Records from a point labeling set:
--- --- ---

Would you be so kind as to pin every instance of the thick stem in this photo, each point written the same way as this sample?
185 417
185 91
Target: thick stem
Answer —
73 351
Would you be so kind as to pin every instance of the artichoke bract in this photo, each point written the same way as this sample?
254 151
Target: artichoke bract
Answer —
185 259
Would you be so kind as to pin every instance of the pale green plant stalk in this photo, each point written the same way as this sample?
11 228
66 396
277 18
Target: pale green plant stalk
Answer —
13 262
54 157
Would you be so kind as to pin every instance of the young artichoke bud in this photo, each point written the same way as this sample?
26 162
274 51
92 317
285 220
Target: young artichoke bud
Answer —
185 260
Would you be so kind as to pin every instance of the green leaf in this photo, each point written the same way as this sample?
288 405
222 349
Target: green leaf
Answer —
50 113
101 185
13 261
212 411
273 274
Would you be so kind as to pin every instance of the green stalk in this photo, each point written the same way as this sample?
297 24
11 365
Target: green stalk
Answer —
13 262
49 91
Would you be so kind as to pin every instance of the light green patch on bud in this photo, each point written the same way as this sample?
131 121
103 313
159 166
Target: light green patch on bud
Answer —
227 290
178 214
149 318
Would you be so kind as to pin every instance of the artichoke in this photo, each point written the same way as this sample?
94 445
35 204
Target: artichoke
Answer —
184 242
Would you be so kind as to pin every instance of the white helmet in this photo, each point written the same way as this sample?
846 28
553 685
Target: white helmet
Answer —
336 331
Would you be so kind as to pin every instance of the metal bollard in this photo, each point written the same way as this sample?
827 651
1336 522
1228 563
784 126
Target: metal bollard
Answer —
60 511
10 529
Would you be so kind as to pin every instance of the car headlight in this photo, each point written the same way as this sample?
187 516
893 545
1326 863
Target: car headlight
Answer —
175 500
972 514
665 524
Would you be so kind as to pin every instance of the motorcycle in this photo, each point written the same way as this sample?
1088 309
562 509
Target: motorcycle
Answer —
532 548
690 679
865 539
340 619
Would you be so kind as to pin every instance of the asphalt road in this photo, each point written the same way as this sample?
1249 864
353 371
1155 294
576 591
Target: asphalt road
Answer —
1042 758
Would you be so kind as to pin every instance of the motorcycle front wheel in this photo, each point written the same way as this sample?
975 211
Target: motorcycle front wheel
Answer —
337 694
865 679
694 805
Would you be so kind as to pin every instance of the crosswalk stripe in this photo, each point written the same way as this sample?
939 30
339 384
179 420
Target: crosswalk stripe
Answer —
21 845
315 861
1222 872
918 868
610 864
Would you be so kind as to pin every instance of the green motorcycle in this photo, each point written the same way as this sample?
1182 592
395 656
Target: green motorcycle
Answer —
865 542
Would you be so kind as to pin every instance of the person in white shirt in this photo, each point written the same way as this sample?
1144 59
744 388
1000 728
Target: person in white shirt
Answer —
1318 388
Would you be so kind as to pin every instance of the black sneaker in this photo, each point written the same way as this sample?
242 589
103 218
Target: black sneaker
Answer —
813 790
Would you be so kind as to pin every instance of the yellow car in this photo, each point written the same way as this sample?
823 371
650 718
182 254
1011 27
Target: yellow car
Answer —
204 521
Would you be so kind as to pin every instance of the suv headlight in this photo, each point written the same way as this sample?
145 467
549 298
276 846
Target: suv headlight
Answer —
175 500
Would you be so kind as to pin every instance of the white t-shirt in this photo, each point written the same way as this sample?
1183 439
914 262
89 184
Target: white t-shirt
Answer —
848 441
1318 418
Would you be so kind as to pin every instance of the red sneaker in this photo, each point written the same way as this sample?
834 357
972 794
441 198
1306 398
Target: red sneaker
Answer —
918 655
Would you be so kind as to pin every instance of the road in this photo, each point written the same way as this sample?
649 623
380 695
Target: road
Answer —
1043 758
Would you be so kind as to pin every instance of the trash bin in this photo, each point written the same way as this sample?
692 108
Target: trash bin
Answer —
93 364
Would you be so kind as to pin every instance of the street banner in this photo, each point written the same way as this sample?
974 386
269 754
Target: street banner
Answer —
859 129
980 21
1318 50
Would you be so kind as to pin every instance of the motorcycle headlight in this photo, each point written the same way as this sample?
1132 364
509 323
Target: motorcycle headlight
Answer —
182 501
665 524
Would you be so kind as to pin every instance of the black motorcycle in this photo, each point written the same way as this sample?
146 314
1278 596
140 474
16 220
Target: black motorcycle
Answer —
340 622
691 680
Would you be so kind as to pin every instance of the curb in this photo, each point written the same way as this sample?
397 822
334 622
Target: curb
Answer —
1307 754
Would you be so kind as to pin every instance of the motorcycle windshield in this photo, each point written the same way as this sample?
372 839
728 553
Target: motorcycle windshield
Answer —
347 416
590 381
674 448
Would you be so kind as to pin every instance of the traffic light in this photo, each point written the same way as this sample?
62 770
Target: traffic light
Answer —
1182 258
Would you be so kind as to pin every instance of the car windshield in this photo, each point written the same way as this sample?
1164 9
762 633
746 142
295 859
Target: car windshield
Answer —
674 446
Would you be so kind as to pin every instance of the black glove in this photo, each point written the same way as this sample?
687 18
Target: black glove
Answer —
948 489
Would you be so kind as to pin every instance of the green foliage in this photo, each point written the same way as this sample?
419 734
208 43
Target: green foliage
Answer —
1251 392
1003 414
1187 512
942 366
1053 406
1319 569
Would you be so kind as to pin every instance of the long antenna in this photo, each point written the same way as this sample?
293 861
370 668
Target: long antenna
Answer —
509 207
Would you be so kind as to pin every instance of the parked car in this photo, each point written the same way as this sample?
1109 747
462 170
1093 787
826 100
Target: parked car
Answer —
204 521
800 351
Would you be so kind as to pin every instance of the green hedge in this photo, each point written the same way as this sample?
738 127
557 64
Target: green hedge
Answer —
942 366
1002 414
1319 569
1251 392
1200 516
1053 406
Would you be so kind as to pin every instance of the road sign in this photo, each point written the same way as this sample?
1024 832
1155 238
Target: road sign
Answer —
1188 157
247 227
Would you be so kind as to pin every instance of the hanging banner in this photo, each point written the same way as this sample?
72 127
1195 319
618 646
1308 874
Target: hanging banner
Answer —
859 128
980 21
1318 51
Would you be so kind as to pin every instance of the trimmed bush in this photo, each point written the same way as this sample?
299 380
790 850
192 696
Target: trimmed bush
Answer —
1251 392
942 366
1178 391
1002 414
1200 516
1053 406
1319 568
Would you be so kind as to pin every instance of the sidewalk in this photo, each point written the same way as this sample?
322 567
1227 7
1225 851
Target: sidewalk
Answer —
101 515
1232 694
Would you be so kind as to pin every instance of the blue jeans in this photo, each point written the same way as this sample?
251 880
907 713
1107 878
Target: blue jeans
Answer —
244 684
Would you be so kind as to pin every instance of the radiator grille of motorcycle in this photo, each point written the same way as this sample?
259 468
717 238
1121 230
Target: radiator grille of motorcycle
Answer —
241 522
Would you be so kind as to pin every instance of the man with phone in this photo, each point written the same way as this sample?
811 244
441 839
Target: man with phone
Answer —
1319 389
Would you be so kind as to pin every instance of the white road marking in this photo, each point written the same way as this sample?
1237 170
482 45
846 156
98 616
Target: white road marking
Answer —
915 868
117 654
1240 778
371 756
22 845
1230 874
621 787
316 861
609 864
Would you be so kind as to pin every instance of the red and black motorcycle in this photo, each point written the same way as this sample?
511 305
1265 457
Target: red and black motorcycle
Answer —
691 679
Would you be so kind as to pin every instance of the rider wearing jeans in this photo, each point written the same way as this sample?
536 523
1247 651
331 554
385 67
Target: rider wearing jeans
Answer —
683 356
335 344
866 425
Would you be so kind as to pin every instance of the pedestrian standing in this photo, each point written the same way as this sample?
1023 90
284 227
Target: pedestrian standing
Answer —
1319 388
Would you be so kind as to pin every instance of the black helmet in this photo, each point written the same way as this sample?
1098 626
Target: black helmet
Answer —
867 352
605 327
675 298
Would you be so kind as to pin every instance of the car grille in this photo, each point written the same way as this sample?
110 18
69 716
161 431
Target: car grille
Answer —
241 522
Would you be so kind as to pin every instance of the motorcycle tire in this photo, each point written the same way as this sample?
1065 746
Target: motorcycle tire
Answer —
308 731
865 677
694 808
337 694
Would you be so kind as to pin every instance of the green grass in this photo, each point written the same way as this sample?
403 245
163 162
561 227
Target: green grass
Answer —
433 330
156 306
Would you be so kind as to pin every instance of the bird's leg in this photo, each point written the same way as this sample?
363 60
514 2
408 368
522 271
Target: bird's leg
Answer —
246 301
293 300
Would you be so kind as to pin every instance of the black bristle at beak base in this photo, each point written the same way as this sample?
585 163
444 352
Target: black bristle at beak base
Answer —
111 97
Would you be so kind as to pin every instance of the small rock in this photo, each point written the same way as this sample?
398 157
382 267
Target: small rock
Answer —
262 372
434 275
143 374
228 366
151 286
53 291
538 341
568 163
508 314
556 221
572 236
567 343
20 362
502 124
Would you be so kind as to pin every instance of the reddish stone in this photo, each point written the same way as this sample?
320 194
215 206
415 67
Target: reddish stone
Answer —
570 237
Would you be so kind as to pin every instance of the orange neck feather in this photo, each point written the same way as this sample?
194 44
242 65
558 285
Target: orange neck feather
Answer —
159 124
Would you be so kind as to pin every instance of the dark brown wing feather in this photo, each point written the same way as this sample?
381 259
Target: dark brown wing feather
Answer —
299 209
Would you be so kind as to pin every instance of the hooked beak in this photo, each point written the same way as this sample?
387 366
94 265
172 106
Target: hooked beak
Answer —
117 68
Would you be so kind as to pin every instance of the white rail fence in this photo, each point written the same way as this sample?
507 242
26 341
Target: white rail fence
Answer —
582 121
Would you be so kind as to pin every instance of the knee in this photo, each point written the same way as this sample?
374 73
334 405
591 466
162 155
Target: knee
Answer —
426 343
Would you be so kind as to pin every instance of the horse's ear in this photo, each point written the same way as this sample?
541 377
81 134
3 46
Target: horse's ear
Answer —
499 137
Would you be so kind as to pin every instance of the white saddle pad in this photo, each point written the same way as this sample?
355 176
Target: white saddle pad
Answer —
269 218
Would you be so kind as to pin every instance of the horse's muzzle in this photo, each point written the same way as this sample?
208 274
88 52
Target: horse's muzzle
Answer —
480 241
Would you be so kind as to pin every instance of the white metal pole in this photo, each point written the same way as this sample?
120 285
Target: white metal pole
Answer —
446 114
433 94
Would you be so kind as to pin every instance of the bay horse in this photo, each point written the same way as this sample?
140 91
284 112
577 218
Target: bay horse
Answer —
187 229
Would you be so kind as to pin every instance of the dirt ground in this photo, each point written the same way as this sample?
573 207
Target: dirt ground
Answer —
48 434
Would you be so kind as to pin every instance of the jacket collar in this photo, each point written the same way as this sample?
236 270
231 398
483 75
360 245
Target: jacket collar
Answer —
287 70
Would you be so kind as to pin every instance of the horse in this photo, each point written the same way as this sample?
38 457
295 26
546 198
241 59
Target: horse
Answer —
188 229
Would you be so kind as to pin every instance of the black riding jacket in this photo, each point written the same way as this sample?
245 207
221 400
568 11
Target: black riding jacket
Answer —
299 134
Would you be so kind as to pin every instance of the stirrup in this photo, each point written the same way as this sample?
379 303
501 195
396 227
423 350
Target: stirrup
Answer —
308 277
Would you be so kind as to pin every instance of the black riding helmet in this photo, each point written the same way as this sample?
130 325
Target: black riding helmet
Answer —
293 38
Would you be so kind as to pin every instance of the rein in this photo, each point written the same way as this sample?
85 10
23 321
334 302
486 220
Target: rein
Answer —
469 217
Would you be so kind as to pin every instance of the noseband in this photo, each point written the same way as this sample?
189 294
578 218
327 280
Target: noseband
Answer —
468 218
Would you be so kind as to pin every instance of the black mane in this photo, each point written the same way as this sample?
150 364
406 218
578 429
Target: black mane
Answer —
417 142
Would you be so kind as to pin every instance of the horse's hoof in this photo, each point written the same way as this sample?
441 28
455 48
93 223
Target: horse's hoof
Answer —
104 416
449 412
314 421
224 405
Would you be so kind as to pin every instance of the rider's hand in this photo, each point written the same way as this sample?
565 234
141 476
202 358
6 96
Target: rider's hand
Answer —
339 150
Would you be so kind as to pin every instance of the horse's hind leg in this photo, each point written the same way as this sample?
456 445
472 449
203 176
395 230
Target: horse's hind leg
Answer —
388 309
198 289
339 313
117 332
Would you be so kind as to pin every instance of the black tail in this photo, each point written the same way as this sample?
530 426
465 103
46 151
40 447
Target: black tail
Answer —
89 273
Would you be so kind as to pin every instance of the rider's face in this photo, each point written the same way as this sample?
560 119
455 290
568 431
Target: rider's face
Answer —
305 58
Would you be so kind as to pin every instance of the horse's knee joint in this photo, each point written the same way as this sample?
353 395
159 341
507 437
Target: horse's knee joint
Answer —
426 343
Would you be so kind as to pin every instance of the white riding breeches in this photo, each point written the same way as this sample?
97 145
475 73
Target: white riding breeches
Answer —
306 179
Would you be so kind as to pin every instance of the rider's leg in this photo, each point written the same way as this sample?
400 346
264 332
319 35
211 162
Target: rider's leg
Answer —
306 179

--- --- ---

Copy only this span: the line that contains "the rider's hand", the last line, and every line between them.

Would you be so kind as to pin every instance of the rider's hand in this photo, each point written the same way as this sample?
565 234
141 476
202 358
6 96
Target: rider's hand
Answer —
339 150
Would you be so kind as to pin every instance of the horse's hind leg in this photo, each point written the same way as this sample?
456 445
472 449
203 176
395 230
Target: horse's hind leg
Answer —
388 309
198 289
339 313
117 332
Would you be so kind as to pin every instance of the black tail in this photo, each point written the same way as this sample?
530 426
465 103
46 151
40 447
Target: black tail
Answer —
89 273
Would you be so kind as to pin every instance of the rider's face in this photo, each point written the same way as this sample?
560 119
455 290
568 431
Target: rider's face
Answer —
305 58
Would you be so kind as to pin every instance of the horse's knee joint in this photo, each point written the same way as this sample?
353 395
159 341
507 437
Target: horse's knee joint
Answer —
426 343
Would you be so kind as to pin every instance of the white riding breeches in this photo, each point written the same way as this sample?
97 145
475 73
Target: white riding breeches
Answer —
306 179
Would you be so kind as to pin every instance of the rider's leg in this photo, each point written the same way as this sample?
400 346
264 332
319 35
211 162
Target: rider's leg
Answer —
306 179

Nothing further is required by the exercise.